**WRITTEN PROBLEM**
Print every line of the listing below as a numbered list, omitting any blank lines.

** begin GIVEN INFORMATION **

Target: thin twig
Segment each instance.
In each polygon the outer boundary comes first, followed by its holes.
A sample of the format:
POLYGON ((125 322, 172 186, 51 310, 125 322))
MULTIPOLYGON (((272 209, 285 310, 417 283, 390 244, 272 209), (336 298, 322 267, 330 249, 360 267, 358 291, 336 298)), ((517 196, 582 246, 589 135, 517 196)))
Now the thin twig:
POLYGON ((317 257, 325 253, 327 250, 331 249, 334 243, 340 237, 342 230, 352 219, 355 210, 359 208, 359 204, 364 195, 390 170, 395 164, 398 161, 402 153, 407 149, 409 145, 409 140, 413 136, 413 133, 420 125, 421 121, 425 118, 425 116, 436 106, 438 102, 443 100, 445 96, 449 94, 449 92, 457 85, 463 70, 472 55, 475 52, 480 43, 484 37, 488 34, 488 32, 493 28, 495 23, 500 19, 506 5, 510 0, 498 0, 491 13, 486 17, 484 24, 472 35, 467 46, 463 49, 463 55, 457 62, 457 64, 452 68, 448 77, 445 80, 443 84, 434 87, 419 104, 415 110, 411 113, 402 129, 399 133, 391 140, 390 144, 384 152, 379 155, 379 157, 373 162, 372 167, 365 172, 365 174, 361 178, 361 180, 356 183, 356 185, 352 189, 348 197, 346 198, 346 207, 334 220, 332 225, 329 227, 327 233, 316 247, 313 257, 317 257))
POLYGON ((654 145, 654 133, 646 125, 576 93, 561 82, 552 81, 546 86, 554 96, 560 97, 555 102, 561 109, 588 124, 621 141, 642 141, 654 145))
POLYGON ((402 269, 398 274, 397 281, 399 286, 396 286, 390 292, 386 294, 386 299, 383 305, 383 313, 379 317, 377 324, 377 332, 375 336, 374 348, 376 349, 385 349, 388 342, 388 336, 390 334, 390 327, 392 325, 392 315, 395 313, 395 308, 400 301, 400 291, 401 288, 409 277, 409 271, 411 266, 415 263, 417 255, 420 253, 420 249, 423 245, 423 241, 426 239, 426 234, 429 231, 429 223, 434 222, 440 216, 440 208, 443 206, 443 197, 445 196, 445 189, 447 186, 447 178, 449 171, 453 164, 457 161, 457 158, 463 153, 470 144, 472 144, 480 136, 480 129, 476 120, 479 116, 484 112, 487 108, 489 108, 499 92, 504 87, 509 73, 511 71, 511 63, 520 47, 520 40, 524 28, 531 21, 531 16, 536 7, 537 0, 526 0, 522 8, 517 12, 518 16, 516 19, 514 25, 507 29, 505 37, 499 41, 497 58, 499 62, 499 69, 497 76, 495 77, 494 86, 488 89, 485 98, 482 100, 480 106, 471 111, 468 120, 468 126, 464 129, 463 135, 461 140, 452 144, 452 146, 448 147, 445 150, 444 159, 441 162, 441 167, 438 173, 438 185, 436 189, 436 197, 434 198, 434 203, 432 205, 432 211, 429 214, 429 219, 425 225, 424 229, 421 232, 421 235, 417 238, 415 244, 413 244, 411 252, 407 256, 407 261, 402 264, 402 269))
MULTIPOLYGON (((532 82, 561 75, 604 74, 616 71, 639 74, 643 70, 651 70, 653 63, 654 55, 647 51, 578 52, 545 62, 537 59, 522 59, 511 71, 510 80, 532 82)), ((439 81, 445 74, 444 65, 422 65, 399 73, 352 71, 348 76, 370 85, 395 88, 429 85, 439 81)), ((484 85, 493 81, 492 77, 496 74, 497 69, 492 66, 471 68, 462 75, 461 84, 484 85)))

** end GIVEN INFORMATION **

**THE RESPONSE**
1. Target: thin twig
2. Segment each instance.
3. In each polygon the outer boundary comes first, followed by its holes.
4. A sample of the format:
5. POLYGON ((125 322, 172 186, 51 310, 125 322))
6. MULTIPOLYGON (((272 209, 285 310, 417 283, 390 244, 272 209), (336 298, 322 267, 330 249, 360 267, 358 291, 336 298)), ((517 196, 582 246, 589 135, 517 196)))
7. Now the thin twig:
8. POLYGON ((317 257, 325 253, 327 250, 331 249, 334 243, 340 237, 342 230, 352 219, 355 210, 359 208, 359 204, 364 195, 390 170, 395 164, 398 161, 402 153, 407 149, 409 145, 409 140, 413 136, 413 133, 420 125, 421 121, 425 118, 425 116, 436 106, 438 102, 443 100, 445 96, 449 94, 449 92, 457 85, 463 70, 472 55, 475 52, 480 43, 484 37, 488 34, 488 32, 493 28, 495 23, 500 19, 506 5, 510 0, 498 0, 491 13, 486 17, 484 24, 472 35, 467 46, 463 49, 463 55, 457 62, 457 64, 452 68, 448 77, 445 80, 443 84, 434 87, 419 104, 415 110, 411 113, 402 129, 399 133, 391 140, 390 144, 384 152, 379 155, 379 157, 373 162, 372 167, 365 172, 365 174, 361 178, 361 180, 356 183, 356 185, 352 189, 348 197, 346 198, 346 207, 334 220, 332 225, 329 227, 327 233, 316 247, 313 257, 317 257))
9. POLYGON ((654 145, 654 133, 646 125, 576 93, 561 82, 552 81, 546 86, 554 96, 560 97, 555 102, 561 109, 588 124, 621 141, 642 141, 654 145))
10. POLYGON ((402 269, 398 274, 397 281, 399 286, 396 286, 390 292, 386 294, 386 299, 383 305, 383 313, 379 317, 377 324, 377 332, 375 336, 374 348, 376 349, 385 349, 388 342, 388 336, 390 334, 390 327, 392 325, 392 315, 395 313, 395 308, 400 301, 400 291, 401 288, 409 277, 409 271, 411 266, 415 263, 417 255, 420 253, 420 249, 423 245, 423 241, 426 239, 426 234, 429 231, 429 223, 434 222, 440 216, 440 208, 443 206, 443 197, 445 196, 445 189, 447 186, 447 178, 449 171, 453 164, 457 161, 457 158, 463 153, 470 144, 472 144, 480 136, 480 129, 476 120, 479 116, 484 112, 487 108, 489 108, 499 92, 504 87, 509 73, 511 71, 511 63, 520 47, 520 40, 524 28, 531 21, 531 16, 536 7, 537 0, 526 0, 522 8, 517 12, 518 16, 516 19, 514 25, 507 29, 505 37, 499 41, 497 58, 499 62, 499 69, 497 76, 495 77, 494 86, 488 89, 485 98, 482 100, 480 106, 471 111, 468 120, 468 126, 464 129, 463 135, 461 140, 452 144, 452 146, 448 147, 445 150, 444 159, 441 162, 441 167, 438 173, 438 185, 436 189, 436 197, 434 198, 434 203, 432 205, 432 211, 429 214, 429 219, 425 225, 424 229, 421 232, 421 235, 417 238, 415 244, 413 244, 411 252, 407 256, 407 261, 402 264, 402 269))
11. MULTIPOLYGON (((532 82, 561 75, 604 74, 616 71, 639 74, 643 70, 651 70, 653 63, 654 55, 647 51, 578 52, 545 62, 537 59, 522 59, 511 71, 510 80, 532 82)), ((439 81, 445 74, 444 65, 422 65, 399 73, 352 71, 348 76, 370 85, 395 88, 429 85, 439 81)), ((484 85, 493 81, 492 77, 496 74, 497 69, 492 66, 471 68, 462 75, 461 84, 484 85)))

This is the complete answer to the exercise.